§ **Quoted passage**
Our first stop was the ancient town of Chiang Saen whose walls, in ruined state, attest to its occupation by successive dynasties of Lanna kings, each of whom left his mark by fortifying the town against foreign invasion. Though it is a rather nondescript town, Wat Chedi Luang, a 12th century wat still attracts passers-through and its large Buddha image is a definite draw in the wihan. We made a quick stop here and then proceeded to the town of Ban Sop Ruak where the Golden Triangle is the chief attraction. In less than an hour, we were sitting down to a buffet lunch in a resort restaurant right on the banks of the legendary Mekong River that winds its way through China, Laos, Thailand, Burma, Vietnam and Cambodia. Here too, the fresh green vegetation gave the entire region its distinctive ambience, enhanced by the knowledge that we were in one of the world’s most remote outposts.

Thailand_Dsc05279

At Sop Ruak, elaborate stone arches mark the confluence of three countries—Burma, Thailand and Laos. Indeed, Laos is separated from Thailand only by the Mekong and the tail of the Triangle that juts into the river is still a part of Burma (now called Myanmar). The region is called the Golden Triangle because it was once home to a flourishing trade in the cultivation of the local poppy flower from which opium was derived. In recent years, Thailand has invested in heavy crop substitution so that the poppy has been almost wiped out from the region. In Myanmar, the Paradise Casino and Resort is now the main money-earner though gambling is illegal in Thailand.

Thailand_Dsc05287

We were thrilled to discover that only 250 miles upstream along the Mekong River was the border of China and seeing a ferry on the river that sported the red flag of China, we knew how close we were to this huge Communist country. This thought was exciting but we were sorry that we could not enter China on this trip.

Thailand_Dsc05289

Then, after posing for a number of pictures, we left Sop Ruak behind us and proceeded north to Mae Sai, the northern-most town on the border of Thailand (left). Though this is rather a one-horse town, it is distinctive for the numbers of Burmese traders who cross the border daily to hawk their wares in Thai markets. Of course, we could not resist the thought of crossing the border physically into the Union of Myanmar, a very easy walk across a narrow bridge where Immigration formalities are carried out. Obtaining a Burmese visa at the border crossing, we proceeded on foot into the Burmese town of Thakilek and found it to be not much different from Mae Sai. However, there was a striking blue pagoda of a Buddhist monastery in Thakilek and on exploring the town further, I found it to be rather well laid out. It calls itself the “City of the Golden Triangle” and its greatest revenue comes from tourist buses that cross over from the Thai side to buy cheap souvenirs to remember their visit. For more information about our historic crossing into Burma, please click on the Burma link.

Singapore: An Idyllic Island-Nation

 

SEASIDE_Dsc05072

Our sojourn began in Singapore, a country that I have wanted to visit for the past 25 years. Somehow, I never got around to that corner of the globe and when I did arrive there with my mother Edith, flying into Changi airport, I found that it was everything I had heard about and more. The airport is ablaze with color in the golden Italian marble flooring and walls and the pots and pots of purple orchids spilling over in abundant profusion.

§ **What this exercise asks**
1. In the travel account, list every country that the Mekong River is said to wind through.
2. Count the lines in the rows that contain the string "tree", and give only the number.
The travel account and the rows come from separate sources.

Dataset items:

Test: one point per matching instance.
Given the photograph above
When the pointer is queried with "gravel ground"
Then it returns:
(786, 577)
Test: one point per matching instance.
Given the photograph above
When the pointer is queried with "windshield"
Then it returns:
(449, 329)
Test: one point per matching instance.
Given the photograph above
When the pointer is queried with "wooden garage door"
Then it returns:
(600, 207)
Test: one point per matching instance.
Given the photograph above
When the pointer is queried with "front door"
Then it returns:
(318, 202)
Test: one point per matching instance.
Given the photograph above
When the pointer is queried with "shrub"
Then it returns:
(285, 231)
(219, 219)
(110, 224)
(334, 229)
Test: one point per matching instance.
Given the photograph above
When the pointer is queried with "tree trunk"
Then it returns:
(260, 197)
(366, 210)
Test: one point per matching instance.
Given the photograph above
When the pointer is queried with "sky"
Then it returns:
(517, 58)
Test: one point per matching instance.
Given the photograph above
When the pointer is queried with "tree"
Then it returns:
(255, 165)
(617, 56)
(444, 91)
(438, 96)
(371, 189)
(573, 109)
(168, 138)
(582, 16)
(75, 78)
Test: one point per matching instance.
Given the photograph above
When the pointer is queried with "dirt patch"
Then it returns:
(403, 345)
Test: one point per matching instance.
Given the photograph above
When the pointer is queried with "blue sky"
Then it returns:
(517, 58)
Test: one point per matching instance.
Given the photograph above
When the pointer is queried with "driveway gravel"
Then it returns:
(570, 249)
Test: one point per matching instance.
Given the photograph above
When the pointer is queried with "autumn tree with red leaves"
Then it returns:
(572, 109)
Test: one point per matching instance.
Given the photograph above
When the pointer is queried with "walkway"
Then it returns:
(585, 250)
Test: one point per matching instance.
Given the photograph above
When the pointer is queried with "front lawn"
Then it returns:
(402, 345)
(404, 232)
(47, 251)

§ **Exercise solutions**
1. China, Laos, Thailand, Burma, Vietnam, Cambodia

2. 3